* **Passage shown**
— Begin —

Thailand: Land of the Snack Attack

By Carol Penn-Romine

Thailand is a land of snackers.

Meals center around a plate of rice with a few bites of different meat, fish and vegetable dishes to support it (not the other way around--RICE is the focus here). Or noodle dishes, such as the beloved Pad Thai. Always with fresh fruit for dessert. This type of meal leaves room for treats, which is a good thing, because Thais love their treats! Snacking in Thailand is quite a different thing than it is in the West, though. While candy bars, potato chips and fast food--especially anything fried--tend to be staples on the snack menu in the States, Thailand has quite different tastes, most of which are vastly healthier than ours.

Fresh fruit is popular, and considering the wide variety of fruit that grows in this tropical locale--and the sheer volume of it--that's a good thing. I've never seen so much fresh fruit in my life!

It's easy when you're strolling down the street to find a cup of fresh strawberries or chunks of pineapple to snack on.


But with the sheer volume fruit Thailand produces, a lot of it has to be preserved. So dried fruit is a common snack, too. [One of the most popular fruits either fresh or dried is durian, but that section of the blog got so big it had to split off on its own. Look for it soon!]

These bananas are dehydrated and coated in honey--unbelievably sweet!


Coconut juice doesn't get any fresher than this!

Fresh fruit juices are often presented in plastic bags with a straw inserted--I suppose because this takes up less space in the trash. With millions regularly sipping juice this way, all those disposable cups would add up in a hurry.


Sweet, salty, spicy & buttery--this fresh corn was one of my favorite walking-around treats.

The fresh corn sold on the street reminded my friend Cecilia of elote, one of those great street foods in her hometown of Mexico City. There the corn is served on the cob, coated in a thin layer of mayo and dipped in grated cotija cheese and chile powder. That's my favorite street food in Mexico City, so I was glad to find it here, too.

— End —

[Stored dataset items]
— Begin —

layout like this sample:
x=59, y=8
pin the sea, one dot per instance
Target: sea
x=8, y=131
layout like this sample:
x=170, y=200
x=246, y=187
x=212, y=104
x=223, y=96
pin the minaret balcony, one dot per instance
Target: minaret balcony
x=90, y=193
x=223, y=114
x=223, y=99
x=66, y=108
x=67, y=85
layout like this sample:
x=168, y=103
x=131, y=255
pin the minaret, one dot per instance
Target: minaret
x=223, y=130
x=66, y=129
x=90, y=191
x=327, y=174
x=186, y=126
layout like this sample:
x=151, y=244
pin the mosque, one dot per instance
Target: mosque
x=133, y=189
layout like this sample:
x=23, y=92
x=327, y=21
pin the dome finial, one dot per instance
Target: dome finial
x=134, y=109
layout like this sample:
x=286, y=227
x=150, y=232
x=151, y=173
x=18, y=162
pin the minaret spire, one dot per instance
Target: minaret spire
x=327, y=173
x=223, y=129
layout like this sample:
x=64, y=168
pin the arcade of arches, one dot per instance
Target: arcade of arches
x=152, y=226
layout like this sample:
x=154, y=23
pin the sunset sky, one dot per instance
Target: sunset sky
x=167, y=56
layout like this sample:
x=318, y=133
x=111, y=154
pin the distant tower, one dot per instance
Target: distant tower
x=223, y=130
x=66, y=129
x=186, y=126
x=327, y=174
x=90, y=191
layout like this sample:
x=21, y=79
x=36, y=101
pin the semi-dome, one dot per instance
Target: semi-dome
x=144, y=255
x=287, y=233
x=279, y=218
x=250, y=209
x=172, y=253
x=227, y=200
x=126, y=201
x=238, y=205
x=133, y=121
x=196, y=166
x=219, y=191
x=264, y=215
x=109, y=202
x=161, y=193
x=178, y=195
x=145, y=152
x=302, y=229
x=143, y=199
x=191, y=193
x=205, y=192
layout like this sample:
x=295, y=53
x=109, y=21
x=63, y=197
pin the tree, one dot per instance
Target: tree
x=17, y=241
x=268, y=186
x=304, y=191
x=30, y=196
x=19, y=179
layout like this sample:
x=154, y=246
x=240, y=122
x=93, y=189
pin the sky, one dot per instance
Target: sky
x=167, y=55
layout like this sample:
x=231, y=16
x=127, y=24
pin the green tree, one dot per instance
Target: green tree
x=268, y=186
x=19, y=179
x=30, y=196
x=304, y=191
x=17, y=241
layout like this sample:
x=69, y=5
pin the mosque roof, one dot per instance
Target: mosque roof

— End —

* **Do this**
From the Thailand snack text, copy out word for word the part starting at "Thailand: Land of" and ending at "healthier than ours.". Rely only on the Thailand snack text to complete the work here.

* **Solution to this exercise**
Thailand: Land of the Snack Attack

By Carol Penn-Romine

Thailand is a land of snackers.

Meals center around a plate of rice with a few bites of different meat, fish and vegetable dishes to support it (not the other way around--RICE is the focus here). Or noodle dishes, such as the beloved Pad Thai. Always with fresh fruit for dessert. This type of meal leaves room for treats, which is a good thing, because Thais love their treats! Snacking in Thailand is quite a different thing than it is in the West, though. While candy bars, potato chips and fast food--especially anything fried--tend to be staples on the snack menu in the States, Thailand has quite different tastes, most of which are vastly healthier than ours.